The answer must be an exact copy of every entry, with no pictures in it.

## PROVIDED RECORDS
-*-
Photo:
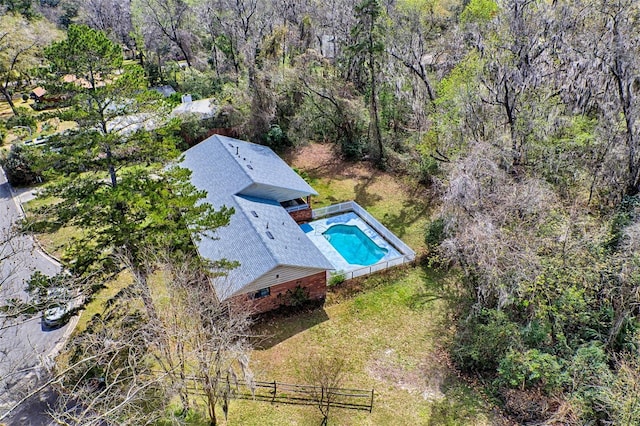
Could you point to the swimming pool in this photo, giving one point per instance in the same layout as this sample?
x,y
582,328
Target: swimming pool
x,y
354,245
316,232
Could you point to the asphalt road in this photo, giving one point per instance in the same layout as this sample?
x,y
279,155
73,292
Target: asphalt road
x,y
25,346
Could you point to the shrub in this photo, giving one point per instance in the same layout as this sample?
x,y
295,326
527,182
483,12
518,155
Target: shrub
x,y
484,339
18,167
23,118
530,369
337,278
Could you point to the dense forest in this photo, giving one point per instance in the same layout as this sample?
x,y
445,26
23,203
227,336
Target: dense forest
x,y
519,116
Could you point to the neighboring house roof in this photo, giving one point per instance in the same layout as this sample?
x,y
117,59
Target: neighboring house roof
x,y
261,235
205,108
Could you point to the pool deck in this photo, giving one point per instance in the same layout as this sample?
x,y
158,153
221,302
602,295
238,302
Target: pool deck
x,y
314,231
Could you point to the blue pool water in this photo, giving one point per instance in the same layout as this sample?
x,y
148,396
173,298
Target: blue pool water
x,y
354,245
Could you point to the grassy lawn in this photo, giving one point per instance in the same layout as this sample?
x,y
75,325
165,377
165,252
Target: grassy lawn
x,y
391,329
386,328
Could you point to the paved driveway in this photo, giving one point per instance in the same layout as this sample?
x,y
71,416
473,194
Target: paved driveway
x,y
24,346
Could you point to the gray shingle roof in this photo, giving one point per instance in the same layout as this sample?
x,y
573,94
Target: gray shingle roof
x,y
261,235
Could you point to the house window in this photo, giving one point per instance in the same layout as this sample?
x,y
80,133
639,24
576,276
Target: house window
x,y
260,293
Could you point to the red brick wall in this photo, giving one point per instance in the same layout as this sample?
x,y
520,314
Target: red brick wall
x,y
302,215
314,285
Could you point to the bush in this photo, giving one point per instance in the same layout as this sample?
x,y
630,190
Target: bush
x,y
18,167
23,118
484,339
276,139
435,233
529,369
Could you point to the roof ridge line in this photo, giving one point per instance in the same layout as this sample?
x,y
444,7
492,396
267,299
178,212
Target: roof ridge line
x,y
258,231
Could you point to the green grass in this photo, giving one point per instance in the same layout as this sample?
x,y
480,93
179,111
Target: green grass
x,y
390,344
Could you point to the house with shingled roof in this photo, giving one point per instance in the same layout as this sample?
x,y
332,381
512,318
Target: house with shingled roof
x,y
276,259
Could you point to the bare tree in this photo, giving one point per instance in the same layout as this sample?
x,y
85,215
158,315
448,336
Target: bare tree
x,y
138,358
111,16
174,20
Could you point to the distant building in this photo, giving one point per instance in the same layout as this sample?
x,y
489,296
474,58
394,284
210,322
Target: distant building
x,y
328,46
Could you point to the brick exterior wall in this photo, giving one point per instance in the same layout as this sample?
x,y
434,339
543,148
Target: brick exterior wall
x,y
315,287
302,216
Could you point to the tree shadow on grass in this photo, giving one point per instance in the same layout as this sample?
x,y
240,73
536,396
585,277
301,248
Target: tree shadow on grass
x,y
278,326
363,196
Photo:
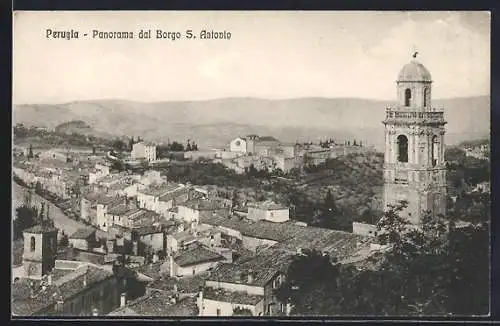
-*-
## ANSWER BOX
Photo:
Could you point to the swimming pool in this photo, giving one point per instance in the same layout as this sample?
x,y
582,328
Target: swimming pool
x,y
354,245
316,232
Could you point to the asphalt road in this photo, giving one point per instance in the same layout as this sample?
x,y
279,155
73,292
Target: asphalt road
x,y
25,346
Could you point to the shrub in this photo, giving one point per instance in the same layout as this sample?
x,y
295,326
527,182
483,12
518,155
Target: shrub
x,y
484,339
18,167
23,118
530,369
337,278
Could you point to the dense forest in this photo, giving one point per instance in the same layout as this sample?
x,y
445,26
23,203
227,336
Target: dense forest
x,y
519,116
Could you point to the neighboring house roof in this photo, giving one point per instance in the same layout as this sample?
x,y
117,59
Target: neighboring house roof
x,y
261,235
205,108
Could you point to the pool deck in this photo, giving one point per instance in the same layout as this sample?
x,y
158,153
221,302
602,295
238,302
Target: pool deck
x,y
314,231
Could you point to the blue pool water in this photo, giving one point per instance in the same layout as this sample?
x,y
148,396
173,298
Target: blue pool water
x,y
354,245
Could you point to the grassy lawn in this photo, giving one point per instance in the same layout as this sample?
x,y
75,325
165,377
165,252
Target: grassy lawn
x,y
391,329
386,328
Could you point to the paved driveway in this photo, giving one point per instance in the same layout as this sample?
x,y
71,416
473,194
Target: paved driveway
x,y
24,346
Could you point to the gray shingle roof in this photo, giving one point per instance in the same layout as this sample?
x,y
573,94
Target: gray shingle roof
x,y
261,235
Could you point to the house window in this photo, giving one point per instance in the same layout as this sample?
x,y
80,133
639,24
576,276
Target: house window
x,y
260,293
Could you point to the red brick wall in this photo, giving one point per instance in the same layout as this sample?
x,y
520,314
Target: red brick wall
x,y
302,215
314,285
Could you point to the bush in this photo, giving one point per instance in the same layout as this sample?
x,y
630,190
Target: bush
x,y
18,167
23,118
484,339
276,139
435,233
529,369
Could you point to the roof ridge line in this photo, giving one point per instance in the same layout as this sample?
x,y
444,7
492,396
267,299
178,212
Target: roof ridge line
x,y
258,231
Could you point to the green grass in this photo, giving one point per instance in the same layout as this sample?
x,y
480,93
179,111
Target: green grass
x,y
390,344
Could you point to the house with shingled roof in this photo, giving one point per instance in the same layout as this sample?
x,y
332,381
512,318
Target: house with shingled roof
x,y
276,259
Could you point to the bare tree in this photo, giving one point per instance in the same layout as this sample?
x,y
85,215
158,315
448,336
Target: bare tree
x,y
138,358
111,16
174,20
Could you point to the distant building in this photo, giving one point per instance in the same layout as this sample?
x,y
489,296
474,58
394,284
210,322
Target: distant building
x,y
328,46
Could you point to the brick exterior wall in this photo, giving one point per instance in the same layout as this sample?
x,y
434,339
543,148
Target: brick exterior wall
x,y
315,287
302,216
Could you point to the tree shadow on grass in this photo, giving one point per instance in the same layout as this sample?
x,y
240,73
536,396
585,277
301,248
Target: tree shadow on grass
x,y
278,326
363,196
Photo:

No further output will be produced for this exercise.